-- BEGIN ROWS --
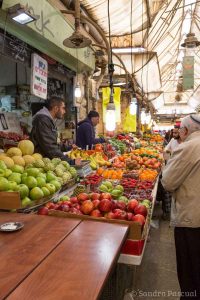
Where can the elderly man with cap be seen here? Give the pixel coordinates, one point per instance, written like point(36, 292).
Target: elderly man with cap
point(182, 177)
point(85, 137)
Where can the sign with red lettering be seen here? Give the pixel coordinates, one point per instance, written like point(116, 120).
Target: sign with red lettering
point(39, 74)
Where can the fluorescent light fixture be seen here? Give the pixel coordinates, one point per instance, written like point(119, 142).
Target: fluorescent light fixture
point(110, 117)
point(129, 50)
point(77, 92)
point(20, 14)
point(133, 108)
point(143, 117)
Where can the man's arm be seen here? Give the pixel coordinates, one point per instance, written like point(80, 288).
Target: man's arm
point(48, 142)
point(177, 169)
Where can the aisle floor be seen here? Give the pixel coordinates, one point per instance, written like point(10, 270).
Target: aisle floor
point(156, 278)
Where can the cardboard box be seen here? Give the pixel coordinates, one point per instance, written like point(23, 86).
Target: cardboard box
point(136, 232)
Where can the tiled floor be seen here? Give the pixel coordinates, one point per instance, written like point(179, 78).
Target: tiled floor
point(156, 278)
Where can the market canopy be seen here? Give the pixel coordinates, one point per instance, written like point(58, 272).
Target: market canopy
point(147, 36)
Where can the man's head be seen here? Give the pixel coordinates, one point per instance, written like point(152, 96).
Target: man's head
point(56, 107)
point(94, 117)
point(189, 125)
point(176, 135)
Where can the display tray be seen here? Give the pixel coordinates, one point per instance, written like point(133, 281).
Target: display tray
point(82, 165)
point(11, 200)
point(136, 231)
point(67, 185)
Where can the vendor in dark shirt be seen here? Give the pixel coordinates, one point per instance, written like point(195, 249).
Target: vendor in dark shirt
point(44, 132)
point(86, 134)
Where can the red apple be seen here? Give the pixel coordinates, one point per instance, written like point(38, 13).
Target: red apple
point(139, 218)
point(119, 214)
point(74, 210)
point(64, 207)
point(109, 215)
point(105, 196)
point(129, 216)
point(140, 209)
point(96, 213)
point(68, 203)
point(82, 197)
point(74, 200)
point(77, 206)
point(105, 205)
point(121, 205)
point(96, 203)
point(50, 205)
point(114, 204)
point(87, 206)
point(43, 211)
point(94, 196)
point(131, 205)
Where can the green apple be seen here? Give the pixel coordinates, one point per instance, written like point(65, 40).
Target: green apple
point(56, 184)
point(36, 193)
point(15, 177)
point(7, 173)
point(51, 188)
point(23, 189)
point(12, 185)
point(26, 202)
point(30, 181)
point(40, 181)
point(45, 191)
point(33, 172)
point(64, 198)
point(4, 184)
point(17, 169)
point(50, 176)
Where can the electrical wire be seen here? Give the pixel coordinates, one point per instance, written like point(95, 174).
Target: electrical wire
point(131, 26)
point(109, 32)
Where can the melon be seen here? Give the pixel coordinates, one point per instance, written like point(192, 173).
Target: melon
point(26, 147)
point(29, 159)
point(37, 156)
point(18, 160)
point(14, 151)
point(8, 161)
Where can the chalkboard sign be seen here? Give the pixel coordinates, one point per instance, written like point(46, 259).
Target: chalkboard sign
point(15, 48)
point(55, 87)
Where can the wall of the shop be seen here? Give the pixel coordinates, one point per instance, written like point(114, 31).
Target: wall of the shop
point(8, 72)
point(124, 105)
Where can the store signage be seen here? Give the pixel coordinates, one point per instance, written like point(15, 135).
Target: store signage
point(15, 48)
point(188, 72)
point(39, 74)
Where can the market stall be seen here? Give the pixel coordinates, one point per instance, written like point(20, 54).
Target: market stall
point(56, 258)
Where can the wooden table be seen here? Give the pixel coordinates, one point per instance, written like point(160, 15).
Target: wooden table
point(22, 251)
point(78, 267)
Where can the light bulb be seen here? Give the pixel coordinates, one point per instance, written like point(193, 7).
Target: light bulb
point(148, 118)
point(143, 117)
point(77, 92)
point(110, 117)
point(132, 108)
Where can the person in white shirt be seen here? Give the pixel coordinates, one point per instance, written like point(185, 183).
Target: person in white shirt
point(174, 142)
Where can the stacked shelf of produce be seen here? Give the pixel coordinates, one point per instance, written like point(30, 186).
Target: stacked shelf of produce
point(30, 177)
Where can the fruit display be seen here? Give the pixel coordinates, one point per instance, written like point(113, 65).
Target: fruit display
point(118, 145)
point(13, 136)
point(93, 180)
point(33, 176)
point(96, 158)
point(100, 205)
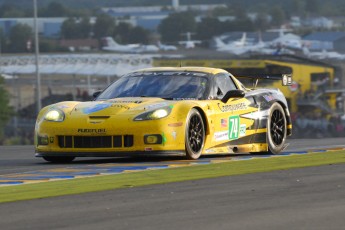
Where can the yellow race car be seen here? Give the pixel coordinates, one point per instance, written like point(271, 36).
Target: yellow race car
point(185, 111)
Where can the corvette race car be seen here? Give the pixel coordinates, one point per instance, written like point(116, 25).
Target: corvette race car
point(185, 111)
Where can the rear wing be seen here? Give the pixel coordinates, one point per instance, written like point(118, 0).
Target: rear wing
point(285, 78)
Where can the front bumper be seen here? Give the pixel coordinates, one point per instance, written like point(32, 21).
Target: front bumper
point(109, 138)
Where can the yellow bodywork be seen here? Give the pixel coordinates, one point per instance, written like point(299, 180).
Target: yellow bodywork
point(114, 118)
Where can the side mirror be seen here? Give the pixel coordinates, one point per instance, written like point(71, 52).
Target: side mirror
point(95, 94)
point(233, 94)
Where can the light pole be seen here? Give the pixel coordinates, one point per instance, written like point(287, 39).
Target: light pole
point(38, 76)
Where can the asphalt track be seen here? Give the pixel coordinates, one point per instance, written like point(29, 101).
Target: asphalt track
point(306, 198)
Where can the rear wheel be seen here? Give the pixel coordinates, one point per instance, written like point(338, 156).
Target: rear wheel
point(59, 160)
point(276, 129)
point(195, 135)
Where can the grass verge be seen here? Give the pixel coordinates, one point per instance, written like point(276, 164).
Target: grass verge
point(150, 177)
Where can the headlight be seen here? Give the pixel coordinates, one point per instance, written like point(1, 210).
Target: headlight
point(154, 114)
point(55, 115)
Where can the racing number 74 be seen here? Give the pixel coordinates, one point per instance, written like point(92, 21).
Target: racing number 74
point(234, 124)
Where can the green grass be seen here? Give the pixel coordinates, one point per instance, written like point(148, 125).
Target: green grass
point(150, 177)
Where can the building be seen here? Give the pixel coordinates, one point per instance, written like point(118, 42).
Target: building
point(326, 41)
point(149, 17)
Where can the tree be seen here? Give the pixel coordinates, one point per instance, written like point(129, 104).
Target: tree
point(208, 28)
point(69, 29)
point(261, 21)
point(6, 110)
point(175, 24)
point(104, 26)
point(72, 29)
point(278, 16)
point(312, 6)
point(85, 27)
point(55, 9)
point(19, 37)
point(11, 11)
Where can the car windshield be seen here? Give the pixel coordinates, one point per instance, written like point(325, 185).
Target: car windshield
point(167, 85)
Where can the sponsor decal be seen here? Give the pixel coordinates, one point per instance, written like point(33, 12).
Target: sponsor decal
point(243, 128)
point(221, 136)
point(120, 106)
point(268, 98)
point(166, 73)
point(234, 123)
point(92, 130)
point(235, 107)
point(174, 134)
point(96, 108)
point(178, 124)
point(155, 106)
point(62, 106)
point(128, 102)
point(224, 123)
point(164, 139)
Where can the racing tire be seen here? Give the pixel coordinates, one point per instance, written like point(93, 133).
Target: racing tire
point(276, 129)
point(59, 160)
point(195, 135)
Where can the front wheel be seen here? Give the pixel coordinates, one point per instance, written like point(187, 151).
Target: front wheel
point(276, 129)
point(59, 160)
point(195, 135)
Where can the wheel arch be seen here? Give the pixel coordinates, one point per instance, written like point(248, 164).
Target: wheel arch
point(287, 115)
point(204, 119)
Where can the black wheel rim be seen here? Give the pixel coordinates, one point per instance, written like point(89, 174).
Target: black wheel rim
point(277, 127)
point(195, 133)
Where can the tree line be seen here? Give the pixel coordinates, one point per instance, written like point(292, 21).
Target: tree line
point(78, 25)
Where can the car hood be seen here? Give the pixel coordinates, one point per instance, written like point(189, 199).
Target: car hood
-- END ROWS --
## STATED EXERCISE
Copy out, word for word, the lines above from the one containing "Where can the racing number" through the one containing "point(11, 11)", including both, and no other lines.

## SOLUTION
Where can the racing number 74 be seen here? Give the pixel coordinates, one point per instance, written like point(92, 21).
Target: racing number 74
point(234, 124)
Where can the green grass be seen here? Give the pixel coordinates, one point per instance, written like point(148, 125).
Target: green grass
point(150, 177)
Where can the building be seen here? Give the pixel coordinates, one point per instance, written like point(118, 42).
Target: building
point(326, 41)
point(149, 17)
Where can the tree be seen here? Give the pixel coordinates, one point per instance, written like point(129, 104).
Target: tree
point(208, 28)
point(69, 29)
point(261, 21)
point(6, 110)
point(175, 24)
point(104, 26)
point(72, 29)
point(278, 16)
point(312, 6)
point(85, 27)
point(55, 9)
point(19, 37)
point(11, 11)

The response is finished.